# Material shown
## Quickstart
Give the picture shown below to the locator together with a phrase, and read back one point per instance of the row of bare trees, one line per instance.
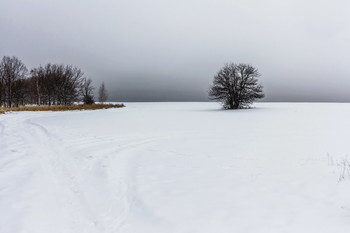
(51, 84)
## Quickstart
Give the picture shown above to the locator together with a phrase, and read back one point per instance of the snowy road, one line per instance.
(176, 167)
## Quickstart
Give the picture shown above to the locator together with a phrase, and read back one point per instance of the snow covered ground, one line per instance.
(176, 167)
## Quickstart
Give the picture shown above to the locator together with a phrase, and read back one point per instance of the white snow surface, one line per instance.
(176, 167)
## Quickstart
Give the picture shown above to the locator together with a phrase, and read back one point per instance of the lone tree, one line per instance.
(236, 86)
(102, 93)
(87, 91)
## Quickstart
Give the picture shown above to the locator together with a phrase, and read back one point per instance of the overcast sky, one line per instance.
(169, 50)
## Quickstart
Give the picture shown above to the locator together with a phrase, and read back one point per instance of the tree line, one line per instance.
(51, 84)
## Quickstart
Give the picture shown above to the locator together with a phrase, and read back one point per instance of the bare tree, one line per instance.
(236, 86)
(87, 91)
(56, 84)
(12, 72)
(102, 94)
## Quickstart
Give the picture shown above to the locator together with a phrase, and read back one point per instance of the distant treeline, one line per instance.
(50, 84)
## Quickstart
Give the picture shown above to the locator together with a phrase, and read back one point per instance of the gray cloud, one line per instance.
(160, 50)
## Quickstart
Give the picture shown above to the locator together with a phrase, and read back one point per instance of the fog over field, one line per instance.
(177, 167)
(170, 50)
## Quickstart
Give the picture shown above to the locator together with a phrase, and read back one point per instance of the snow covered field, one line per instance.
(176, 167)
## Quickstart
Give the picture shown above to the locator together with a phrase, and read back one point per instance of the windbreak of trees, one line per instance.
(51, 84)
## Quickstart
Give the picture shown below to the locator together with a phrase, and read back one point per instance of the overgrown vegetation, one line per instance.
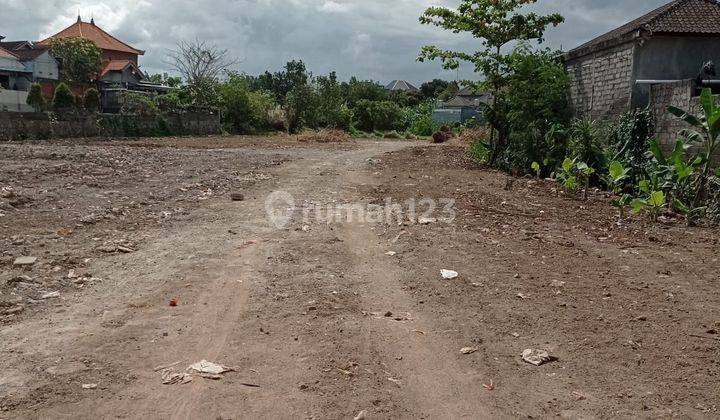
(80, 58)
(64, 99)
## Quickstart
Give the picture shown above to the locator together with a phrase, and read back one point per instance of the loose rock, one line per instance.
(24, 261)
(537, 357)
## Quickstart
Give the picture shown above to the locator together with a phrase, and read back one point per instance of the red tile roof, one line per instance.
(117, 65)
(92, 32)
(690, 17)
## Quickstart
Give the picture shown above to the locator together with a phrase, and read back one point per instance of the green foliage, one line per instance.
(574, 174)
(302, 108)
(630, 139)
(535, 109)
(35, 98)
(479, 151)
(241, 110)
(139, 103)
(378, 115)
(617, 175)
(332, 110)
(91, 100)
(203, 94)
(494, 23)
(419, 120)
(434, 88)
(536, 168)
(63, 98)
(359, 90)
(704, 133)
(177, 100)
(585, 143)
(166, 80)
(283, 82)
(80, 58)
(653, 204)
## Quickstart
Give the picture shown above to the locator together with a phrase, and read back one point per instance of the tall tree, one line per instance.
(79, 58)
(201, 64)
(495, 23)
(199, 61)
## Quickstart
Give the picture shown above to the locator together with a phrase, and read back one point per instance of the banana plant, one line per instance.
(617, 175)
(536, 167)
(653, 204)
(705, 131)
(566, 177)
(585, 172)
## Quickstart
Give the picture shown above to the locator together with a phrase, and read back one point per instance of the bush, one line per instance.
(92, 100)
(63, 99)
(243, 111)
(630, 141)
(586, 144)
(419, 119)
(378, 115)
(535, 103)
(302, 108)
(177, 100)
(35, 98)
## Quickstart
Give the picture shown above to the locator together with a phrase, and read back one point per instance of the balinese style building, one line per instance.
(615, 71)
(120, 70)
(13, 77)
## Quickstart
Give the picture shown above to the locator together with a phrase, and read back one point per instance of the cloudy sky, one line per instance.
(376, 39)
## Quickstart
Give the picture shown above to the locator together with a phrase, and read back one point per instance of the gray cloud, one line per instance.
(377, 39)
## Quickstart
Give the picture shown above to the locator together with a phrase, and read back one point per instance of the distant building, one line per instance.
(615, 71)
(37, 60)
(401, 86)
(13, 76)
(464, 106)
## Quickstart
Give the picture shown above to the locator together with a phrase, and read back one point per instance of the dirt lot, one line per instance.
(326, 320)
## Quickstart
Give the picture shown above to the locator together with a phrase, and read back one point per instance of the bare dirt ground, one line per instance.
(317, 319)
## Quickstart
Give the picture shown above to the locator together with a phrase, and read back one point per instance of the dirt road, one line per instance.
(327, 320)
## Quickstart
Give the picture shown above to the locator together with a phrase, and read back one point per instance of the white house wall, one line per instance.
(44, 67)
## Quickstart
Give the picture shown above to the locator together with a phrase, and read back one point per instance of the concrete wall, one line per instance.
(671, 58)
(14, 101)
(601, 83)
(678, 94)
(22, 126)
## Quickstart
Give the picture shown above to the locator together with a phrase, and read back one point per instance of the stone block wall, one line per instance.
(38, 126)
(601, 83)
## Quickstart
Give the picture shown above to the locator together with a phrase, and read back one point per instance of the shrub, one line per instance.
(243, 111)
(302, 108)
(63, 99)
(586, 144)
(92, 100)
(378, 115)
(534, 109)
(419, 119)
(35, 98)
(137, 103)
(630, 141)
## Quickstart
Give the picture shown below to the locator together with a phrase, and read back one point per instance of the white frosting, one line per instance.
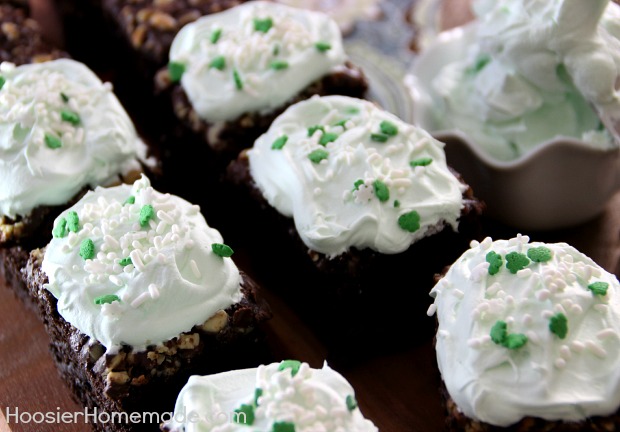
(533, 71)
(330, 215)
(214, 93)
(102, 145)
(312, 399)
(549, 377)
(174, 281)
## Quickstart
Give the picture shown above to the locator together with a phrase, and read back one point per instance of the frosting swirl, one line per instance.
(353, 175)
(61, 129)
(130, 265)
(528, 330)
(281, 396)
(253, 57)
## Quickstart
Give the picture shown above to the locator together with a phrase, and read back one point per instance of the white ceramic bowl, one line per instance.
(561, 183)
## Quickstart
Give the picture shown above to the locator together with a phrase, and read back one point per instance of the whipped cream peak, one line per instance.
(61, 129)
(253, 57)
(288, 395)
(353, 175)
(130, 265)
(528, 329)
(531, 71)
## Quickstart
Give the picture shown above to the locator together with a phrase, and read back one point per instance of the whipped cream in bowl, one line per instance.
(526, 98)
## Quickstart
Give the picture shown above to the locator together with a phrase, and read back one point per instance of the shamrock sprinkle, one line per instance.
(539, 254)
(293, 365)
(495, 262)
(52, 141)
(70, 117)
(263, 25)
(279, 143)
(322, 46)
(420, 162)
(351, 402)
(598, 288)
(318, 155)
(87, 249)
(409, 221)
(245, 415)
(381, 190)
(327, 137)
(558, 324)
(218, 63)
(176, 71)
(388, 128)
(60, 230)
(73, 221)
(109, 298)
(222, 250)
(516, 261)
(147, 212)
(215, 36)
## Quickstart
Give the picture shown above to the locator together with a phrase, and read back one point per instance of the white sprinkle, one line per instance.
(194, 267)
(140, 299)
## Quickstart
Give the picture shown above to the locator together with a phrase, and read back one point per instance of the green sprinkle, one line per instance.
(176, 71)
(409, 221)
(222, 250)
(257, 393)
(70, 117)
(244, 415)
(318, 155)
(60, 230)
(351, 402)
(215, 36)
(539, 254)
(381, 190)
(388, 128)
(293, 365)
(147, 212)
(322, 46)
(279, 143)
(516, 261)
(73, 221)
(420, 162)
(495, 262)
(87, 249)
(313, 129)
(278, 65)
(558, 324)
(237, 78)
(499, 332)
(379, 137)
(218, 63)
(52, 141)
(515, 340)
(328, 137)
(109, 298)
(599, 288)
(263, 25)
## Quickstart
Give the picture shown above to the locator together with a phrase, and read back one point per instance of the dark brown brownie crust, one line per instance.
(149, 380)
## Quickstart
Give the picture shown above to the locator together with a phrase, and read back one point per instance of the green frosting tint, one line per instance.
(293, 365)
(598, 288)
(539, 254)
(495, 262)
(516, 261)
(222, 250)
(409, 221)
(558, 324)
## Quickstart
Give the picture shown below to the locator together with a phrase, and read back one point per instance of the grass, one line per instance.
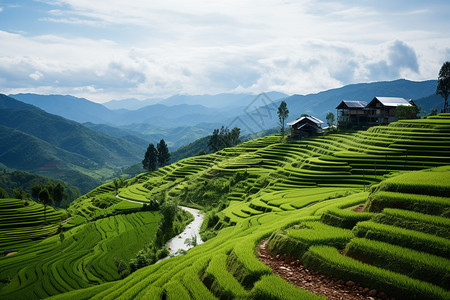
(260, 189)
(329, 261)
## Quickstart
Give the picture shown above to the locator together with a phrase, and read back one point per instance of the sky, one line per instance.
(116, 49)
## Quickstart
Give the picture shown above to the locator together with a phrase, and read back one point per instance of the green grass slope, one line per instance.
(300, 194)
(22, 223)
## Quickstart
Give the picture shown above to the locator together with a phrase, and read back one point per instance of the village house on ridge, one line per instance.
(379, 111)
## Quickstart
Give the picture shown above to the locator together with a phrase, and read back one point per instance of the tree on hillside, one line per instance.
(283, 113)
(224, 138)
(214, 141)
(443, 87)
(3, 194)
(58, 192)
(118, 183)
(163, 153)
(330, 119)
(20, 194)
(44, 198)
(150, 159)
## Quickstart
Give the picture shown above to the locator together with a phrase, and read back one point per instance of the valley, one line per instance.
(369, 207)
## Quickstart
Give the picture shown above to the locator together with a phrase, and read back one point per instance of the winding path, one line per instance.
(192, 229)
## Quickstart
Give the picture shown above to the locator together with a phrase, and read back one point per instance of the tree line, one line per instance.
(224, 138)
(155, 157)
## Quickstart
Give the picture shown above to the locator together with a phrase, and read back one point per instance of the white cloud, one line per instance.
(36, 75)
(143, 48)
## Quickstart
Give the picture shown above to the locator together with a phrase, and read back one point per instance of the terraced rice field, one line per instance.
(84, 258)
(22, 223)
(302, 196)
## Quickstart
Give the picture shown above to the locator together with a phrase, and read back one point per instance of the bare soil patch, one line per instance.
(333, 288)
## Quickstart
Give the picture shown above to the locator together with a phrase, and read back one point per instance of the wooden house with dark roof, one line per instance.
(305, 127)
(351, 113)
(379, 111)
(383, 110)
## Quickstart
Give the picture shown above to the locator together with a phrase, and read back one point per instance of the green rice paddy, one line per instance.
(301, 195)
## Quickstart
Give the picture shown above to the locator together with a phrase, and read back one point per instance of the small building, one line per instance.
(351, 113)
(305, 127)
(383, 110)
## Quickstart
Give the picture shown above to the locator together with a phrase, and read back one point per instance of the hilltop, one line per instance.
(304, 199)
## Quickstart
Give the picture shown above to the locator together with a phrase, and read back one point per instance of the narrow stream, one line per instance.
(192, 229)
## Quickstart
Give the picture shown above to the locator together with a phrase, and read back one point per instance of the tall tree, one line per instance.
(3, 194)
(224, 138)
(163, 153)
(150, 159)
(44, 198)
(214, 141)
(283, 113)
(443, 87)
(330, 119)
(234, 136)
(58, 192)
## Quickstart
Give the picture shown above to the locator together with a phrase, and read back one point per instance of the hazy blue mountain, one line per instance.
(73, 108)
(174, 137)
(130, 103)
(430, 102)
(82, 110)
(39, 142)
(225, 100)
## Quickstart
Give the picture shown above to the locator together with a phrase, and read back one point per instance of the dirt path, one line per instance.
(332, 288)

# Task to carry out
Copy, exactly and with nothing added, the lines from the one containing "dirt path, one line per instance." through the end of the records.

# Solution to the problem
Give the picture shown above to the locator together with a phrase, and read back one point per instance of the dirt path, one line per instance.
(332, 288)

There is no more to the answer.